## Dataset
================

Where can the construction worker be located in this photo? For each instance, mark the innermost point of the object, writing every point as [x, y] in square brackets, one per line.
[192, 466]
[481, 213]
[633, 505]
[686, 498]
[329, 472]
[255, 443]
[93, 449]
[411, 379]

================

## Description of the task
In the material, swap "construction worker" for "laborer" and leave everything else as it is.

## Output for this exercise
Where can the laborer be located in this photo? For each instance, mark the innermost point of the object, writing every point as [x, y] in square brackets, one per line.
[192, 466]
[481, 213]
[633, 505]
[686, 498]
[329, 472]
[255, 443]
[93, 449]
[411, 379]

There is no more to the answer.